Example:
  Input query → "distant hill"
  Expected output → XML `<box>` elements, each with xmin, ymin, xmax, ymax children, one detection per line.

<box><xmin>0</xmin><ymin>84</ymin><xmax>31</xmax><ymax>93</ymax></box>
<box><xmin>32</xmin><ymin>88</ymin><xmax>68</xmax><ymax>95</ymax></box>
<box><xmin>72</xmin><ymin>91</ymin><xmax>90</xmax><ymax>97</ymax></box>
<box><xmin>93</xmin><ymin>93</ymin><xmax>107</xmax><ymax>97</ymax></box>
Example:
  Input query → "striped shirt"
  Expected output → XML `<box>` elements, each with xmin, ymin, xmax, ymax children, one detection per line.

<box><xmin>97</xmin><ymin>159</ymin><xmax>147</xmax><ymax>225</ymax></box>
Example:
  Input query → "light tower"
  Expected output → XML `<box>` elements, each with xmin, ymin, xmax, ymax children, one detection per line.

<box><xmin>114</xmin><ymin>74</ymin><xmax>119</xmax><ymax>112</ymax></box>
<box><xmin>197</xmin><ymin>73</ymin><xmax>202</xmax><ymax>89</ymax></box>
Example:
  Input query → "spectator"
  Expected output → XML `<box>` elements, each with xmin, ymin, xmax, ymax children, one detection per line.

What needs to be done: Copy every one of the records above line for line, with no changes.

Response below:
Example:
  Input query → "distant hill"
  Expected output → XML `<box>` elements, each with xmin, ymin, xmax, ymax children, one detection per line.

<box><xmin>0</xmin><ymin>84</ymin><xmax>31</xmax><ymax>93</ymax></box>
<box><xmin>32</xmin><ymin>88</ymin><xmax>68</xmax><ymax>95</ymax></box>
<box><xmin>72</xmin><ymin>91</ymin><xmax>90</xmax><ymax>97</ymax></box>
<box><xmin>93</xmin><ymin>93</ymin><xmax>107</xmax><ymax>97</ymax></box>
Example:
  Input query → "striped shirt"
  Expected output → XML `<box>` elements, each with xmin, ymin, xmax, ymax children, one detection per line.

<box><xmin>97</xmin><ymin>159</ymin><xmax>147</xmax><ymax>225</ymax></box>
Example:
  Input query → "light tower"
  Expected output → XML `<box>` elements, each with xmin, ymin, xmax, ymax children, one detection per line.

<box><xmin>114</xmin><ymin>74</ymin><xmax>119</xmax><ymax>112</ymax></box>
<box><xmin>197</xmin><ymin>73</ymin><xmax>202</xmax><ymax>89</ymax></box>
Example:
  Input query → "spectator"
  Expected output → XML `<box>` elements, each with xmin, ymin, xmax, ymax children, one detection per line.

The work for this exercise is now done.